- _PAGE EXCERPT_:
<<<<

Chernobyl Diaries

Chernobyl Diaries

The Undertaker and I have been quite busy as the summer months bring about increased activity. The grounds must be kept watered continually, and as you can imagine, working outdoors during high temperatures tends to drain one’s energy.

Yesterday evening, we had planned an outing to the cinema to see Casablanca at this lovely movie theater nearby restored to its near 1915 condition.  Unfortunately, due to being so overwhelmed with work, our dates were wrong and next weekend is indeed the weekend where they will be showing the black and white masterpiece. However, as we were already there, we opted to see another film, Chernobyl Diaries. Now, the reviews for the film have been poor and therefore, I chose to originally stay away, but as that was the next screening we decided on seeing it.

The plot for Chernobyl Diaries is quite simple: A group of friends visiting another friend in Europe decide on doing something interesting – partaking in an extreme travel tour of Chernobyl. For those unaware,  in 1986 reactor number four of the Chernobyl Nuclear Power Plant in Ukraine experienced a failure during tests  that led to several explosions. The explosions led to the immediate deaths of dozens and the evacuation of thousands. Continued deaths from radiation exposure are estimated to reach into the thousands.

In Chernobyl Diaries, while visiting the town of Pripyat, where the nuclear power plant was located, members of the tour begin seeing strange things, and then, they become stranded due to car trouble. Then, one by one, they begin to go missing. The film is formulaic, at best, but does deliver the occasional jolts. What I found most interesting about the film is that while watching it I began to think about places I have visited where I felt that things just felt a little off because the environment was either inhospitable, or because I was genuinely concerned for my safety because I was unsure of where I was and of the people around me. I am admittedly paranoid around the living, especially when traveling as you are unaware of your surroundings.

>>>>

- _WHAT YOU WILL DO_:
**1)** In the Chernobyl Diaries post, which film had the writer originally planned to see at the cinema?
**2)** Can you repeat the Chernobyl Diaries post from "The plot for" to "into the thousands."?
The material that follows has nothing to do with the Chernobyl Diaries post.

- _MATERIAL SUPPLIED_:
<<<<

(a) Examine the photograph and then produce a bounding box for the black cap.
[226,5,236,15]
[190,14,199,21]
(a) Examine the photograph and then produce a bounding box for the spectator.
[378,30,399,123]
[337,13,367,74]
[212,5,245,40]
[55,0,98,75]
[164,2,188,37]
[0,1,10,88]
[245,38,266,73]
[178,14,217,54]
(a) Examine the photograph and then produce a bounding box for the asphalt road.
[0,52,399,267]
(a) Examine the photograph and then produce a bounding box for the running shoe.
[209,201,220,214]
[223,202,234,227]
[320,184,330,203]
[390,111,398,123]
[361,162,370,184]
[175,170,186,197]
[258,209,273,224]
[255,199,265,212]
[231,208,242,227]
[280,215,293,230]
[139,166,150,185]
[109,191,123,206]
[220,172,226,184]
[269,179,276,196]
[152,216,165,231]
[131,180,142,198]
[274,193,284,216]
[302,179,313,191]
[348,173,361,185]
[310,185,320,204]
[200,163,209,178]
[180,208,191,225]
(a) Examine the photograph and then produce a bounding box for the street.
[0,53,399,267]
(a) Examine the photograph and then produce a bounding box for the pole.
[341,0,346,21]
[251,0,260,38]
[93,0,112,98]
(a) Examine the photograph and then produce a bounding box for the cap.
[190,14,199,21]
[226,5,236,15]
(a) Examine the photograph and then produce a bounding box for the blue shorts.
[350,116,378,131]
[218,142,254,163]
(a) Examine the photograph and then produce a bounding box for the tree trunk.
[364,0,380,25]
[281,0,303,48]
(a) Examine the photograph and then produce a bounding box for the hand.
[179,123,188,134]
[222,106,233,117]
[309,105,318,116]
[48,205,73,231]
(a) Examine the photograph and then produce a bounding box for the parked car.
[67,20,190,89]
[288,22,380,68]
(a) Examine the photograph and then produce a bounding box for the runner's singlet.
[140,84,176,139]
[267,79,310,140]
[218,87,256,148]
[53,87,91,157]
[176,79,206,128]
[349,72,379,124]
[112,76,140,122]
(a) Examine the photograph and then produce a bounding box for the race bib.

>>>>

- _ACTIVITY ANSWERS_:
**1)** Casablanca.

**2)**
The plot for Chernobyl Diaries is quite simple: A group of friends visiting another friend in Europe decide on doing something interesting – partaking in an extreme travel tour of Chernobyl. For those unaware,  in 1986 reactor number four of the Chernobyl Nuclear Power Plant in Ukraine experienced a failure during tests  that led to several explosions. The explosions led to the immediate deaths of dozens and the evacuation of thousands. Continued deaths from radiation exposure are estimated to reach into the thousands.